Stored dataset items:
##############################

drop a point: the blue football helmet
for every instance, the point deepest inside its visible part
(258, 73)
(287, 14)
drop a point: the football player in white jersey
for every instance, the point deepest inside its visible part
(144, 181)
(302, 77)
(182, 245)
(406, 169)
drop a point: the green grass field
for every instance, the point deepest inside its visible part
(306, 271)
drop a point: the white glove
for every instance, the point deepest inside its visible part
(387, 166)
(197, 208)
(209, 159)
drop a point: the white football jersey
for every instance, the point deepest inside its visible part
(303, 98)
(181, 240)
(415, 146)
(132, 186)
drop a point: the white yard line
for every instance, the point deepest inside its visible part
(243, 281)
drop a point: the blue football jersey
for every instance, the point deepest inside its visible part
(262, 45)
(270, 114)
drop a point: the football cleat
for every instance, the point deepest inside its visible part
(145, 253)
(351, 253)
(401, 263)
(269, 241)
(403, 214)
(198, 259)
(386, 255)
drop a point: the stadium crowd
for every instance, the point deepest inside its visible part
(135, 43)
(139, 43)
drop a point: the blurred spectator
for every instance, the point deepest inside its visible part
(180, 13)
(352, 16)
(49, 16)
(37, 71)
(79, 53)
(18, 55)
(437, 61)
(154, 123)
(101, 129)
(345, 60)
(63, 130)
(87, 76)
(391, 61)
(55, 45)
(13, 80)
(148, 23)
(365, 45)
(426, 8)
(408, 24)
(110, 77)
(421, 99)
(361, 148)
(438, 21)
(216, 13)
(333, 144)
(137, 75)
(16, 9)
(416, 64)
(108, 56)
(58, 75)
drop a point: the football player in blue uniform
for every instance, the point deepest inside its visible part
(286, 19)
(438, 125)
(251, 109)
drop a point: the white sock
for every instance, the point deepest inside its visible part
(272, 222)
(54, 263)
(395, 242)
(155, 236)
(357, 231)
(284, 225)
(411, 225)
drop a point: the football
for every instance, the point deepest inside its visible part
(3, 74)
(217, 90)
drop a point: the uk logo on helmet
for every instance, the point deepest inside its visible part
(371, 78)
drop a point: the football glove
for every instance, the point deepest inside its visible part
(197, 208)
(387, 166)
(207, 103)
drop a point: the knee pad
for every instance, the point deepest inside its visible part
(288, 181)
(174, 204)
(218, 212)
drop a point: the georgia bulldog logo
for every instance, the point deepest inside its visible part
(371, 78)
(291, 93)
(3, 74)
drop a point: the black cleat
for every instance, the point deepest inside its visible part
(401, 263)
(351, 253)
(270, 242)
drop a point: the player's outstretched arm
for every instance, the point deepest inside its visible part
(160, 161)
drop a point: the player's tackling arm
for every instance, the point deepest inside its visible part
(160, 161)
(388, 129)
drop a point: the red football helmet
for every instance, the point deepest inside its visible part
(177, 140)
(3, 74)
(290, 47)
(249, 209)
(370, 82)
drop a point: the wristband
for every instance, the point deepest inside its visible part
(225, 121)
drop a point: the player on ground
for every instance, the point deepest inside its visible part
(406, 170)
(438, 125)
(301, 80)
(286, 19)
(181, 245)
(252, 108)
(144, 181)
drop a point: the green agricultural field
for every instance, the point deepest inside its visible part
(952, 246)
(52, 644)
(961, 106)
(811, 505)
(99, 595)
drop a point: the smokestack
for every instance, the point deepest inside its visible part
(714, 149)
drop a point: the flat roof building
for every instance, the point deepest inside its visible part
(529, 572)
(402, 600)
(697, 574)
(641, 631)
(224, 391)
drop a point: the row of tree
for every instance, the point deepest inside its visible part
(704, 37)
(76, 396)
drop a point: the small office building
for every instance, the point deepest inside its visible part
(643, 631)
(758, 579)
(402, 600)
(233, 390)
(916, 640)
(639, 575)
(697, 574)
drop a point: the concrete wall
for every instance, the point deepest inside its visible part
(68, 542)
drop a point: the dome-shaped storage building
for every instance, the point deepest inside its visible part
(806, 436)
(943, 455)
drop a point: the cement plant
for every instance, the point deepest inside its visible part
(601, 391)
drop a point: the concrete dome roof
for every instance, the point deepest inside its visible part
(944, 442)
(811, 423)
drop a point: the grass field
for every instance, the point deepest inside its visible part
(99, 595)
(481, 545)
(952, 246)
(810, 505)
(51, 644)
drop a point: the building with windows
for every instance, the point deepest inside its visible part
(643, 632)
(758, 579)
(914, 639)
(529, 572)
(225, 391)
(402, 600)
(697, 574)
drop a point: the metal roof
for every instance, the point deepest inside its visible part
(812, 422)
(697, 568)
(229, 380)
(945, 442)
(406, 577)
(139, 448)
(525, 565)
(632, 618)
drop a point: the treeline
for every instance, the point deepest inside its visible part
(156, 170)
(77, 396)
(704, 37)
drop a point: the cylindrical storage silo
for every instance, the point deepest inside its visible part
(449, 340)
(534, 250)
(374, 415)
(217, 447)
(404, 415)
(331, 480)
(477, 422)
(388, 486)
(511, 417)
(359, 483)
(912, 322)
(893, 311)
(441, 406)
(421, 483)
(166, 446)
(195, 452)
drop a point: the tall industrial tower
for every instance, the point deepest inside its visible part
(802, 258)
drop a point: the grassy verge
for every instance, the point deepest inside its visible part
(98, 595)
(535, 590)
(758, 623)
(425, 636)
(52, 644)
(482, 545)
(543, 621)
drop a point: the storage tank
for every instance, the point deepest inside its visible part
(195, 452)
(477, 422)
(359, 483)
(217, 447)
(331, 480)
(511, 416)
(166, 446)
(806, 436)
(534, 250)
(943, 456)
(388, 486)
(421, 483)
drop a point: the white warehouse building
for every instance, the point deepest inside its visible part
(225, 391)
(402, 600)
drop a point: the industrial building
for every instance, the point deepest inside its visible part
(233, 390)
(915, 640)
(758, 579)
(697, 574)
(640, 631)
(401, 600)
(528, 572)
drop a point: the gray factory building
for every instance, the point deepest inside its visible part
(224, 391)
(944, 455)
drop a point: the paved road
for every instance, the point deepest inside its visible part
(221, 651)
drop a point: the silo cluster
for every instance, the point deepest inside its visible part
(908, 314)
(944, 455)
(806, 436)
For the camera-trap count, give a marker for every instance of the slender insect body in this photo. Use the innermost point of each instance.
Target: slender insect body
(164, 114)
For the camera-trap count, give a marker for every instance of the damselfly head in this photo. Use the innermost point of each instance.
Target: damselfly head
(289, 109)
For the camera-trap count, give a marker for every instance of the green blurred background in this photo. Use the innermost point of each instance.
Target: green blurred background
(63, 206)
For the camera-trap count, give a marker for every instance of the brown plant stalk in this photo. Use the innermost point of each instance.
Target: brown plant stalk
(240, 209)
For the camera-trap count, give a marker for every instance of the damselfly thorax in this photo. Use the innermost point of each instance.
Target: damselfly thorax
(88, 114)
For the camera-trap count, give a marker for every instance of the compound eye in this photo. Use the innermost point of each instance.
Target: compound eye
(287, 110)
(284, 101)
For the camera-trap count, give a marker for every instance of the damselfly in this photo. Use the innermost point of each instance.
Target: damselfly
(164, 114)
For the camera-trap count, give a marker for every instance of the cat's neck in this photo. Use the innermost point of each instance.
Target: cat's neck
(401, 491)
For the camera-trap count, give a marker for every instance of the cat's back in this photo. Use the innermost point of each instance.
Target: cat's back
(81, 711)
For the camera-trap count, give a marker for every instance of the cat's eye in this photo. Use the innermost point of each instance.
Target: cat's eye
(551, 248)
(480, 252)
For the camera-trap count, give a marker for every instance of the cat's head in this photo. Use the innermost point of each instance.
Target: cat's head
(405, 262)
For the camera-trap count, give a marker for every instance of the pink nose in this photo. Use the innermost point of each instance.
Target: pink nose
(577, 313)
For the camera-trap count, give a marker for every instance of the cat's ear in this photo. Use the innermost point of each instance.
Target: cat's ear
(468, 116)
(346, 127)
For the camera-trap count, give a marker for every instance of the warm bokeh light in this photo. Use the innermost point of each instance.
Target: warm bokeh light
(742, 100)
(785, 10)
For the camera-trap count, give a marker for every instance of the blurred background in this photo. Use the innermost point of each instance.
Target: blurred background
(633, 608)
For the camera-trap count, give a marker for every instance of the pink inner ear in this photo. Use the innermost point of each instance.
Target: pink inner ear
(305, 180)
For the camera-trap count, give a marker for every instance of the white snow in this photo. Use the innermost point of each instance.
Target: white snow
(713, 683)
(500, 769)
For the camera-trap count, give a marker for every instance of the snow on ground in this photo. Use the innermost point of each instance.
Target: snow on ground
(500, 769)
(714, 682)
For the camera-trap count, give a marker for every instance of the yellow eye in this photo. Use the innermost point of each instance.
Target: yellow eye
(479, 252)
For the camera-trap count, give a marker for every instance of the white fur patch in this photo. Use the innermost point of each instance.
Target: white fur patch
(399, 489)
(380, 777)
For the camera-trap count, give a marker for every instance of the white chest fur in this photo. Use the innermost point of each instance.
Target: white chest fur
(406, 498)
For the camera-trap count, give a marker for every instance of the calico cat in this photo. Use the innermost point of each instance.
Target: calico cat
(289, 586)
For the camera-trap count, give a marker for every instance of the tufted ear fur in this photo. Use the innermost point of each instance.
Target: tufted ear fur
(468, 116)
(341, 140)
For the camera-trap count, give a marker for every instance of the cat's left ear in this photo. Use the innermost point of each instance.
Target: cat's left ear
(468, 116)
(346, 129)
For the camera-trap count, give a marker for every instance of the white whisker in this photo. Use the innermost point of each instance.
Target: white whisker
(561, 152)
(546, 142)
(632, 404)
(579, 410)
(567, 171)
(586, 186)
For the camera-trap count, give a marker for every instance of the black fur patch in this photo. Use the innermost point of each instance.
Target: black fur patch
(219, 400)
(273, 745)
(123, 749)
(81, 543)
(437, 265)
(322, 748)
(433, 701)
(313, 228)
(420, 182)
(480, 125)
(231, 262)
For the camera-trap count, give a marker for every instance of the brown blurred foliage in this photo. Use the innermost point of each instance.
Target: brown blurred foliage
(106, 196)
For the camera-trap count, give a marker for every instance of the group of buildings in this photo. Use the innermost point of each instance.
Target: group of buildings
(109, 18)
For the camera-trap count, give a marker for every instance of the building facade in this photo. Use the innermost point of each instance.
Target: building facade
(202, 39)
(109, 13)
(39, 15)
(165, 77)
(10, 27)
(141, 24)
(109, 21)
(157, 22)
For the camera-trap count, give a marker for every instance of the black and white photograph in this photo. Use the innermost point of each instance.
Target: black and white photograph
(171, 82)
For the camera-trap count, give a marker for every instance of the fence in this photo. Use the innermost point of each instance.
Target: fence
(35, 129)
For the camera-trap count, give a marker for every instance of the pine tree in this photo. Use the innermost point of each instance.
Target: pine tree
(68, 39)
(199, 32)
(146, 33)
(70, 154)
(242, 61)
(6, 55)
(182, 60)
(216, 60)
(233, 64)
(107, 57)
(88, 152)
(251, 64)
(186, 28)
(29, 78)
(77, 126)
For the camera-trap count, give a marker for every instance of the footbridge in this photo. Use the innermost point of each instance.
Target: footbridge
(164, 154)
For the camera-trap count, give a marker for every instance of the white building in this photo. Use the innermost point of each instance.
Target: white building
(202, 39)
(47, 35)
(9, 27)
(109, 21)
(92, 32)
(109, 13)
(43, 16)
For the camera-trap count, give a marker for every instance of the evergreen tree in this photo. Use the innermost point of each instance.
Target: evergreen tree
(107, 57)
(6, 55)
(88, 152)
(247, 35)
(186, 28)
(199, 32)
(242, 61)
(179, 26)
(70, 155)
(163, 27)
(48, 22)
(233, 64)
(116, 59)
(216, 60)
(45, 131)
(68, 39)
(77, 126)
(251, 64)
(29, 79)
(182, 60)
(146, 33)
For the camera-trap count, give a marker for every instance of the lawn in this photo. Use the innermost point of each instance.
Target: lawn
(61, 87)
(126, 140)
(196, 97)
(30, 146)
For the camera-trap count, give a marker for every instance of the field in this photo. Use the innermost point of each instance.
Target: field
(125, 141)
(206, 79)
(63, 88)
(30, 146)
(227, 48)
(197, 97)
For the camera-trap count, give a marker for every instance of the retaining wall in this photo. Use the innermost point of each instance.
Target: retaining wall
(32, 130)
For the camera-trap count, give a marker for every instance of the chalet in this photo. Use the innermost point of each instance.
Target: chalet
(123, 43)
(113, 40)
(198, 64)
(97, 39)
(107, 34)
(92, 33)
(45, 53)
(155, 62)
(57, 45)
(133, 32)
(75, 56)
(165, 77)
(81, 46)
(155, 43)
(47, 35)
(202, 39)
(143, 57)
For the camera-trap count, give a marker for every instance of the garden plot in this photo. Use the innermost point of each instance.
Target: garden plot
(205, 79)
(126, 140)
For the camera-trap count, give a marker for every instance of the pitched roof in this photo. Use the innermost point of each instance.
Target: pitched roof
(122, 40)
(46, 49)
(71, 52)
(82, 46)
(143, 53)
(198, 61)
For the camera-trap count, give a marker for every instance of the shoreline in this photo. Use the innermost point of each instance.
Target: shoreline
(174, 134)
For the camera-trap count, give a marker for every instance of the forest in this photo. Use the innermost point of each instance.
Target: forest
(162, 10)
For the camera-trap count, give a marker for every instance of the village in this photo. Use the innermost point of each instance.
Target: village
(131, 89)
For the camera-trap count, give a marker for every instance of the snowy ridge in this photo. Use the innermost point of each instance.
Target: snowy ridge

##############################

— Problem to solve —
Wherever the word "helmet" appears in the records above, copy that line.

— The answer —
drop a point: the blue football helmet
drop a point: the uk logo on helmet
drop a point: the red football helmet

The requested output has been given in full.